TASK PROMPT: Output each entry below as it stands, leaving out every picture.
[start EXTRACTED ENTRIES]
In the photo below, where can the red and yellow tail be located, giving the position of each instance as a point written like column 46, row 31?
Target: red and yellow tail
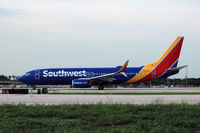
column 158, row 68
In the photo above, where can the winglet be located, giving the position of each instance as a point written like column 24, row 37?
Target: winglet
column 123, row 67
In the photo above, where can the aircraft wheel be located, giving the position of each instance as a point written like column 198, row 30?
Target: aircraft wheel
column 44, row 90
column 101, row 87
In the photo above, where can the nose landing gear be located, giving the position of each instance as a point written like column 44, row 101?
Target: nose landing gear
column 100, row 87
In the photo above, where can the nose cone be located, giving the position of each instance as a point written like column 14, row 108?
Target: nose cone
column 21, row 78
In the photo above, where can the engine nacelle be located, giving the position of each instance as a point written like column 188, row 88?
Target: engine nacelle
column 80, row 83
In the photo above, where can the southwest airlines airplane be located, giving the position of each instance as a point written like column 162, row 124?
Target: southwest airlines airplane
column 164, row 67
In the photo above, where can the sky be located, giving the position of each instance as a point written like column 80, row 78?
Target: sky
column 96, row 33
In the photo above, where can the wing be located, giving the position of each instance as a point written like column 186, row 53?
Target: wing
column 177, row 68
column 109, row 77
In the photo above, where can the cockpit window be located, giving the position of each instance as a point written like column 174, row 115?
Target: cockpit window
column 27, row 74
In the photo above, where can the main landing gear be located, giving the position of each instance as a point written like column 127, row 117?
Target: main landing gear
column 100, row 87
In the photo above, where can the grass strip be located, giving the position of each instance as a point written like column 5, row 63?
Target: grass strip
column 107, row 118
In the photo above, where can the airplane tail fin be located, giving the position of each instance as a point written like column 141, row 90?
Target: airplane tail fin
column 170, row 58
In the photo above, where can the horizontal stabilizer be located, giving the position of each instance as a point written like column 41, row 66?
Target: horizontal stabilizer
[end EXTRACTED ENTRIES]
COMPLETED TASK:
In the photo below, where can the red and yellow tail be located, giving the position of each instance as a point written like column 46, row 31?
Target: red and yellow tail
column 158, row 68
In the photo above, where can the winglet be located, giving the position of each instance as a point written like column 24, row 37?
Target: winglet
column 123, row 67
In the photo above, where can the aircraft wheel be located, giving the position of each instance as a point written like column 198, row 30?
Target: aircraft wheel
column 44, row 90
column 101, row 87
In the photo above, where can the nose landing gear be located, giving the position of each instance as a point written like column 44, row 101?
Target: nose landing gear
column 100, row 87
In the photo above, where can the nose cone be located, giving the position of each instance as a point written like column 14, row 108?
Target: nose cone
column 21, row 78
In the photo above, where can the engine nacelle be located, giving the position of each instance as a point written like column 188, row 88?
Target: engine nacelle
column 80, row 83
In the photo above, where can the southwest airlines airplane be located, giving the position of each instance as a point written like column 162, row 124?
Target: southwest airlines airplane
column 164, row 67
In the photo above, where can the sky be located, giving the position of each instance as a point written like column 80, row 78?
Target: sky
column 96, row 33
In the photo above, where can the wing be located, giving the position of each instance as a point written like column 186, row 53?
Target: wing
column 177, row 68
column 109, row 77
In the photo above, where can the cockpit window be located, giving the position of each instance as a point written like column 174, row 115?
Target: cockpit window
column 27, row 74
In the photo above, where can the main landing gear be located, giving the position of each instance as a point written like column 127, row 117?
Target: main landing gear
column 100, row 87
In the photo above, where can the grass strip be located, giving the position of each instance as a point written like column 5, row 63?
Target: grass strip
column 107, row 118
In the photo above, where can the airplane tail fin be located, giving the position of each instance as a point written like column 141, row 90?
Target: airplane tail fin
column 170, row 58
In the photo above, where can the horizontal stabilizer be located, giving the position of each instance as a point written like column 41, row 66?
Target: horizontal stabilizer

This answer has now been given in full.